(Referring expression pointing data)
:::
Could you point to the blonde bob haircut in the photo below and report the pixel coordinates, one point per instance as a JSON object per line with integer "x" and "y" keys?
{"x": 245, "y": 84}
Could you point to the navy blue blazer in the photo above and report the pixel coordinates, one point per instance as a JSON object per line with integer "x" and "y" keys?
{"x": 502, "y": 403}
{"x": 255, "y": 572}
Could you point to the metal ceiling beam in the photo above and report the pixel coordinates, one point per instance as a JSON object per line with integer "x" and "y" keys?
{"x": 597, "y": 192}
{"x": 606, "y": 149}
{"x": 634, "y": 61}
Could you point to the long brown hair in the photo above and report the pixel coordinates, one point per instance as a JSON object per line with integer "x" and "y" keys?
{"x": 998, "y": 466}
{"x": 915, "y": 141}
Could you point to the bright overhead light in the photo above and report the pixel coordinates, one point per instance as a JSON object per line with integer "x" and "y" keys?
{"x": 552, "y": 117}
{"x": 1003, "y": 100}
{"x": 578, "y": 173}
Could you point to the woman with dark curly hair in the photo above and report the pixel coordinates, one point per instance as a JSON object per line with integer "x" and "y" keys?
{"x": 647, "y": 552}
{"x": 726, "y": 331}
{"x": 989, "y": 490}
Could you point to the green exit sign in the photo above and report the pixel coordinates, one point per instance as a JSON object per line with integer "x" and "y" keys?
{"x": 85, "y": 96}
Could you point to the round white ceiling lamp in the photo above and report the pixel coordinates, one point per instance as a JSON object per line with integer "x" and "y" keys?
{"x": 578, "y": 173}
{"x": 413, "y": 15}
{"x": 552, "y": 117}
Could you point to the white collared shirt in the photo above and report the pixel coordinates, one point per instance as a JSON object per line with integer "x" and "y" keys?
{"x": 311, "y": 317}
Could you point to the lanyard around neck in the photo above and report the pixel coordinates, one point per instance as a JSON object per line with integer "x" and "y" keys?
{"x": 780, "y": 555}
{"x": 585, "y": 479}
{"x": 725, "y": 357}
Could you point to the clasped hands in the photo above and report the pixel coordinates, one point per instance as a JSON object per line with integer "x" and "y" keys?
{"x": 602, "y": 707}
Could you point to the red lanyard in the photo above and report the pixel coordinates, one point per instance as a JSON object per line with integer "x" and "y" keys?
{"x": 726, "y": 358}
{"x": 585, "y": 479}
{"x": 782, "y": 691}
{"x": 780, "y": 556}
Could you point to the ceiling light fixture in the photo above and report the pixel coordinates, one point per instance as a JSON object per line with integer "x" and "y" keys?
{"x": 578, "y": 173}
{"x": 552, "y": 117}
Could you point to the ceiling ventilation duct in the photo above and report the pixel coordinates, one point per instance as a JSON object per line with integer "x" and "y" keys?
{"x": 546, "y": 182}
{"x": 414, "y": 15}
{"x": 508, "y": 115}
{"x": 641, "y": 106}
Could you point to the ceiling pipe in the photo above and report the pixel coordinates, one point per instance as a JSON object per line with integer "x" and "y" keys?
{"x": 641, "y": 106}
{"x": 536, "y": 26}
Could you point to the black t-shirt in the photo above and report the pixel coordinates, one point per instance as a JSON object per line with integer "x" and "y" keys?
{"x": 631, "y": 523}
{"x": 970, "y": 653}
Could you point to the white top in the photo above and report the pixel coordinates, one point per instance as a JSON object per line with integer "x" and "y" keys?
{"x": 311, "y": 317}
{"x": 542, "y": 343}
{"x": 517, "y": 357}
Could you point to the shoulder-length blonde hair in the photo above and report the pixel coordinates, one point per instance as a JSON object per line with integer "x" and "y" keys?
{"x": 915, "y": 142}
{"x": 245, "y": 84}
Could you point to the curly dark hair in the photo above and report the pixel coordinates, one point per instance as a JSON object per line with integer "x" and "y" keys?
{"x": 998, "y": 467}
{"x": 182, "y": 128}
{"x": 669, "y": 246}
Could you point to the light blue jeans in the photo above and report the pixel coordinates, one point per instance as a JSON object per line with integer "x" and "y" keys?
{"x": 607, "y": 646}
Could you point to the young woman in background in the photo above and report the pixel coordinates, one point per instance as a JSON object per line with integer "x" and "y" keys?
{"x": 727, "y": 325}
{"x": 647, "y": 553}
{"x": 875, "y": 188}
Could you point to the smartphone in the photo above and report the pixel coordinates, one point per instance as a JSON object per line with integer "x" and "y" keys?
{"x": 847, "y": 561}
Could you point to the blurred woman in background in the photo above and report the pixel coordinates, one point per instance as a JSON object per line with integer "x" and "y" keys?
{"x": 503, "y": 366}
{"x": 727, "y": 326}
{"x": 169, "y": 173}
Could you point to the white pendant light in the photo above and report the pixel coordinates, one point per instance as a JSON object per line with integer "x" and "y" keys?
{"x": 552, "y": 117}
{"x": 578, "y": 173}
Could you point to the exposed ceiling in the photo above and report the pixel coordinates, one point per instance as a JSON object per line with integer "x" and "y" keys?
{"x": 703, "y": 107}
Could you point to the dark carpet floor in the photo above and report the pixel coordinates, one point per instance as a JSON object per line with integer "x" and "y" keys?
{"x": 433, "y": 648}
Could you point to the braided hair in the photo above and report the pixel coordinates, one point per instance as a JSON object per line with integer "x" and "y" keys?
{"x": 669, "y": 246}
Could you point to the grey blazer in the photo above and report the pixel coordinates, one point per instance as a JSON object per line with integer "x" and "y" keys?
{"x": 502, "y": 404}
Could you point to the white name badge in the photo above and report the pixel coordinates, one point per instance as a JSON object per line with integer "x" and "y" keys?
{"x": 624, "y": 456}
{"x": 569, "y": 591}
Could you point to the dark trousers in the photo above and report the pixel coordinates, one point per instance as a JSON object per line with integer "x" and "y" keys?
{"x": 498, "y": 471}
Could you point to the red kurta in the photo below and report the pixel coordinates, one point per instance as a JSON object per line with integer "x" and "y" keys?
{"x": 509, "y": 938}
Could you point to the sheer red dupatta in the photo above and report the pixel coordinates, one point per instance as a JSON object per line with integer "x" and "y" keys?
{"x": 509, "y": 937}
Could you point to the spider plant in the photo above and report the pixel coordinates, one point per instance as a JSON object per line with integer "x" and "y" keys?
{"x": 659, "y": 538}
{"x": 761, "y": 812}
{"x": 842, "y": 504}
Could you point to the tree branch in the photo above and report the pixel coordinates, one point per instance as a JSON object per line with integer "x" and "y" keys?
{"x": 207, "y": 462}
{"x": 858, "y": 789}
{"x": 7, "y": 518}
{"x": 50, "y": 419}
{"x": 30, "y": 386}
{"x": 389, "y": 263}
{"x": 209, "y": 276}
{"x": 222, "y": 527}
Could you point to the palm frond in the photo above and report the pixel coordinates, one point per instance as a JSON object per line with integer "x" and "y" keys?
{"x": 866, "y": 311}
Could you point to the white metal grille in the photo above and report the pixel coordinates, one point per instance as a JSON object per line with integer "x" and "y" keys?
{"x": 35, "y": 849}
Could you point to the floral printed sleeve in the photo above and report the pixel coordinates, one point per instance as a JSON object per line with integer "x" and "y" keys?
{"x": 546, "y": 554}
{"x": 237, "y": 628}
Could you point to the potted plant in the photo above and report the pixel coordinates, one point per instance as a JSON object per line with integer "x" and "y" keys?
:::
**TASK TO CARRY OUT**
Every entry is to be copied exactly, with none omitted.

**RESPONSE TO THE TASK**
Could you point to the blonde bob haircut in the photo below and report the pixel coordinates, one point per instance as a JSON object per line with integer "x" and "y" keys?
{"x": 245, "y": 84}
Could you point to the navy blue blazer in the photo above and report the pixel coordinates, one point per instance as a JSON object per line with integer "x" and "y" keys?
{"x": 502, "y": 403}
{"x": 255, "y": 572}
Could you point to the metal ceiling beam in the photo above and report the pixel coordinates, one point per instance as a JSON object per line with integer "x" and "y" keys?
{"x": 597, "y": 192}
{"x": 606, "y": 149}
{"x": 634, "y": 61}
Could you point to the long brown hair in the photo above and report the pixel coordinates, one point per instance as a JSON object per line with integer "x" and "y" keys?
{"x": 998, "y": 466}
{"x": 915, "y": 141}
Could you point to the bright overhead light in the photo above and report the pixel coordinates, one point per instance as a JSON object per line with integer "x" and "y" keys?
{"x": 552, "y": 117}
{"x": 1003, "y": 100}
{"x": 578, "y": 173}
Could you point to the woman with dark curly hair in the photo above and report the pixel coordinates, one point per instance as a JSON object per line with integer "x" and "y" keys?
{"x": 647, "y": 552}
{"x": 726, "y": 331}
{"x": 989, "y": 490}
Could you point to the green exit sign in the photo above and report the pixel coordinates, one point per instance as a JSON object per line with integer "x" and "y" keys?
{"x": 85, "y": 96}
Could you point to the round white ceiling lamp in the photo above and report the pixel coordinates, one point per instance as a JSON object per line with integer "x" and "y" keys?
{"x": 578, "y": 173}
{"x": 413, "y": 15}
{"x": 552, "y": 117}
Could you point to the white collared shirt in the photo above and report the pixel coordinates, one point per instance as a JSON object per line with integer "x" and "y" keys?
{"x": 311, "y": 317}
Could you point to the lanyard around neck in the photo above and report the pixel coordinates, one point per instance as a JSON object per line with integer "x" and "y" keys?
{"x": 780, "y": 555}
{"x": 585, "y": 479}
{"x": 725, "y": 357}
Could you point to the clasped hands in the photo above and report the pixel coordinates, one point per instance as a JSON object per line with integer "x" and "y" keys?
{"x": 602, "y": 707}
Could you point to the red lanyard in the photo above and report the pixel coordinates, one point per instance as a JSON object per line with integer "x" and "y" keys?
{"x": 726, "y": 358}
{"x": 585, "y": 479}
{"x": 782, "y": 691}
{"x": 780, "y": 556}
Could you point to the ceiling light fixture in the photo above and report the pixel coordinates, one point per instance as a JSON object per line with integer "x" and "y" keys?
{"x": 578, "y": 173}
{"x": 552, "y": 117}
Could you point to the ceiling ventilation duct in the photo above and report the pixel coordinates, one point per instance as a JSON object per line with integer "x" and "y" keys?
{"x": 546, "y": 182}
{"x": 414, "y": 15}
{"x": 508, "y": 115}
{"x": 641, "y": 106}
Could you point to the ceiling pipe in the photo above and report the pixel coordinates, one point per instance as a JSON object per line with integer "x" and "y" keys?
{"x": 641, "y": 106}
{"x": 536, "y": 26}
Could you point to the black t-shirt in the photo above and report the pixel coordinates, one point per instance as a JSON object per line with integer "x" and "y" keys?
{"x": 631, "y": 523}
{"x": 970, "y": 653}
Could you point to the white top in the photo above and report the pixel coordinates, one point per instance as a JSON object per line with integer "x" and "y" keys?
{"x": 311, "y": 317}
{"x": 542, "y": 343}
{"x": 517, "y": 357}
Could you point to the shoulder-length blonde hair in the photo above and report the pixel coordinates, one point per instance as a JSON object per line with integer "x" and "y" keys?
{"x": 915, "y": 142}
{"x": 245, "y": 84}
Could you point to the curly dark hair in the photo above and report the pixel coordinates, one point per instance as a JSON object per line with integer "x" and "y" keys?
{"x": 998, "y": 467}
{"x": 182, "y": 128}
{"x": 669, "y": 246}
Could you point to the light blue jeans in the photo above and report the pixel coordinates, one point per instance as a JSON object per line with integer "x" and "y" keys?
{"x": 607, "y": 646}
Could you point to the young woman in background in the photo above and report the pixel coordinates, one point per instance as a JSON object per line with integer "x" and "y" keys?
{"x": 727, "y": 325}
{"x": 647, "y": 553}
{"x": 875, "y": 188}
Could you point to the smartphone in the photo above and report the pixel coordinates, one point per instance as a JSON object per line with integer "x" and "y" keys?
{"x": 847, "y": 561}
Could you point to the blurred woman in background in the photo above and report the pixel coordinates, one point per instance as a JSON object per line with integer "x" and "y" keys?
{"x": 503, "y": 366}
{"x": 727, "y": 326}
{"x": 169, "y": 173}
Could you point to the white pendant light in the photo above and report the pixel coordinates, one point per instance as a JSON object per line with integer "x" and "y" keys?
{"x": 552, "y": 117}
{"x": 578, "y": 173}
Could you point to the exposed ceiling in the photo above and report the pixel coordinates, one point per instance as a JSON object per line with integer "x" and "y" keys?
{"x": 703, "y": 107}
Could you point to the dark carpet floor in the photo above and report the pixel coordinates, one point per instance as a JSON object per line with integer "x" and "y" keys?
{"x": 433, "y": 648}
Could you point to the braided hair in the photo above and report the pixel coordinates, one point per instance as a JSON object per line with integer "x" and "y" keys?
{"x": 669, "y": 246}
Could you point to the grey blazer in the photo above and report the pixel coordinates, one point per instance as a JSON object per line with integer "x" and "y" keys?
{"x": 502, "y": 404}
Could you point to the white name badge in the photo above and report the pixel coordinates, one point per instance as a JSON object per line with integer "x" and "y" keys?
{"x": 624, "y": 456}
{"x": 569, "y": 591}
Could you point to the dark trousers in the photo above and report the pixel coordinates, one point per instance as a JSON object per line with integer "x" and "y" keys?
{"x": 498, "y": 471}
Could you point to the red kurta in the photo below and report the pixel coordinates, one point per instance as a JSON object per line with integer "x" and "y" keys?
{"x": 509, "y": 938}
Could you point to the sheer red dupatta in the photo above and report the pixel coordinates, one point per instance as a JSON object per line with integer "x" and "y" keys?
{"x": 509, "y": 937}
Could you point to the spider plant in the photo above and report the pixel coordinates, one point per instance as a JSON object per line with integer "x" and "y" keys?
{"x": 659, "y": 538}
{"x": 761, "y": 812}
{"x": 842, "y": 504}
Could you point to the tree branch in the photo above and report the pixel coordinates, one point per instance as a JSON object per line with integer "x" and "y" keys?
{"x": 207, "y": 462}
{"x": 858, "y": 789}
{"x": 7, "y": 518}
{"x": 50, "y": 419}
{"x": 30, "y": 386}
{"x": 389, "y": 263}
{"x": 209, "y": 276}
{"x": 222, "y": 527}
Could you point to the palm frond in the photo above and report the pixel coordinates, one point per instance as a JSON object per line with integer "x" and "y" keys?
{"x": 866, "y": 311}
Could you point to the white metal grille in the photo above and report the pixel coordinates, one point per instance as a JSON object per line with integer "x" and "y" keys?
{"x": 35, "y": 849}
Could you point to the floral printed sleeve in the photo above and report the pixel coordinates, one point per instance as a JSON object per line with integer "x" and "y" keys?
{"x": 546, "y": 554}
{"x": 237, "y": 628}
Could you point to the potted plant in the photo above and report the pixel coordinates, one point per instance as a JSON object per line with integer "x" and "y" keys?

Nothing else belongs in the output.